=== DATA EXCERPTS ===

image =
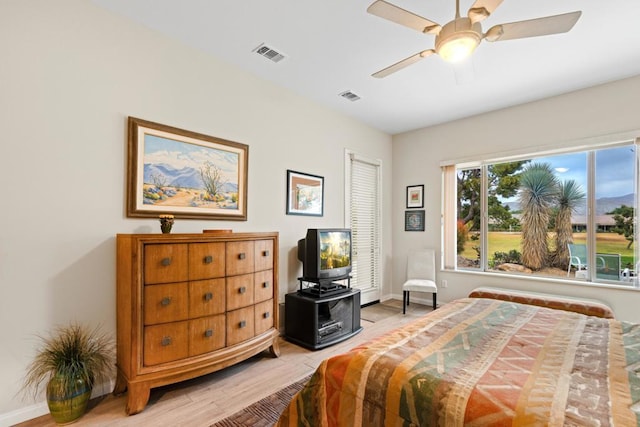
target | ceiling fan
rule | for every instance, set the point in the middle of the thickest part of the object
(458, 38)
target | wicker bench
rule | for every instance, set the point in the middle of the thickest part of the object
(590, 307)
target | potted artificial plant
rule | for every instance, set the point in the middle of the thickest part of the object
(71, 361)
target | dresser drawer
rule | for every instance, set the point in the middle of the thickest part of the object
(165, 343)
(165, 303)
(206, 260)
(240, 325)
(263, 282)
(264, 316)
(207, 334)
(263, 255)
(240, 291)
(207, 297)
(165, 263)
(240, 258)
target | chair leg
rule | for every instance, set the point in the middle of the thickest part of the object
(405, 301)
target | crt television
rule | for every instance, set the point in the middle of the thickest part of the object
(325, 253)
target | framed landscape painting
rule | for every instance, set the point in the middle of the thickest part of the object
(184, 173)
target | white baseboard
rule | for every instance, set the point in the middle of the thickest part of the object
(23, 414)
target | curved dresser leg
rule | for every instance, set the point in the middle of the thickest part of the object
(121, 384)
(275, 348)
(138, 397)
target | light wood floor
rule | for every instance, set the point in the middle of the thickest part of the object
(207, 399)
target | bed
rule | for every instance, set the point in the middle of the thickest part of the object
(486, 360)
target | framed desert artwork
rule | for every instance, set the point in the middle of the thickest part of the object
(184, 173)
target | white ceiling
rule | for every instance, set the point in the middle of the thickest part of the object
(334, 45)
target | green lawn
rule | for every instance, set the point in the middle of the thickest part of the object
(608, 243)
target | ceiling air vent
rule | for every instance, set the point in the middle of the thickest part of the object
(269, 53)
(349, 95)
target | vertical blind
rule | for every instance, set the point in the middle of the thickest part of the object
(364, 205)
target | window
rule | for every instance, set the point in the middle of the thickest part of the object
(569, 215)
(363, 216)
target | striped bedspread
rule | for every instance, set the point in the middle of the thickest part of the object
(481, 362)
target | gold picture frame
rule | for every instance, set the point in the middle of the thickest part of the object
(185, 174)
(305, 194)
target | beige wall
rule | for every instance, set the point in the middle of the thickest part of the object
(572, 119)
(71, 73)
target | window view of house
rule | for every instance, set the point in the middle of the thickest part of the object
(567, 216)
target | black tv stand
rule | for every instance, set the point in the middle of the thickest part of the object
(318, 322)
(320, 288)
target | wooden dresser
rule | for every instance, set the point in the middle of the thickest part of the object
(191, 304)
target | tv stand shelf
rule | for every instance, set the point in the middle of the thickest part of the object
(319, 288)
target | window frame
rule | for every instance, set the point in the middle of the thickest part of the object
(449, 212)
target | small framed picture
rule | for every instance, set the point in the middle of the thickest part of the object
(414, 220)
(415, 196)
(305, 194)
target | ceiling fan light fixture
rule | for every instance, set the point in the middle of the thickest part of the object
(458, 39)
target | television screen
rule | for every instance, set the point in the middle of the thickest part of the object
(325, 253)
(335, 249)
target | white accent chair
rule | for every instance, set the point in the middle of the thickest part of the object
(578, 259)
(421, 275)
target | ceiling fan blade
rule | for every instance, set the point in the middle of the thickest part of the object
(481, 9)
(401, 16)
(402, 64)
(534, 27)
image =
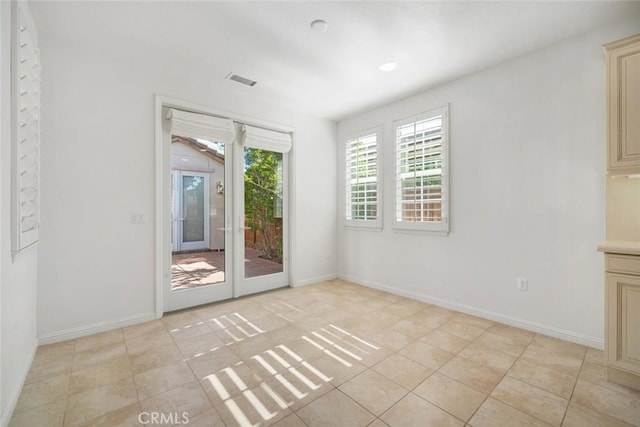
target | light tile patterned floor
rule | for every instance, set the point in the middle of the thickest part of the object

===

** YOUR TASK **
Rewrite the rows, starting with the line containing "target | small framed picture" and going on through the end of the rows, with "thickest" replaced by "widest" and nothing else changed. Leave the pictures out of your answer.

** SOLVED EXERCISE **
target | small framed picture
rule | for every instance, set the point in the middle of the widest part of the object
(414, 220)
(415, 196)
(305, 194)
target | ceiling fan light fixture
rule | for every instance, set the point in the middle of the widest part of the object
(458, 39)
target | television screen
rule | for every instance, set the point in the middle of the widest part of the object
(325, 253)
(335, 249)
target | white accent chair
rule | for every instance, set the point in the middle of the widest part of the object
(578, 259)
(421, 275)
target | ceiling fan blade
rule | for every instance, set the point in the middle of the widest part of the object
(481, 9)
(401, 16)
(402, 64)
(534, 27)
image =
target | light tile patterned floor
rule | for every instance, set the point in the middle of the widest part of the object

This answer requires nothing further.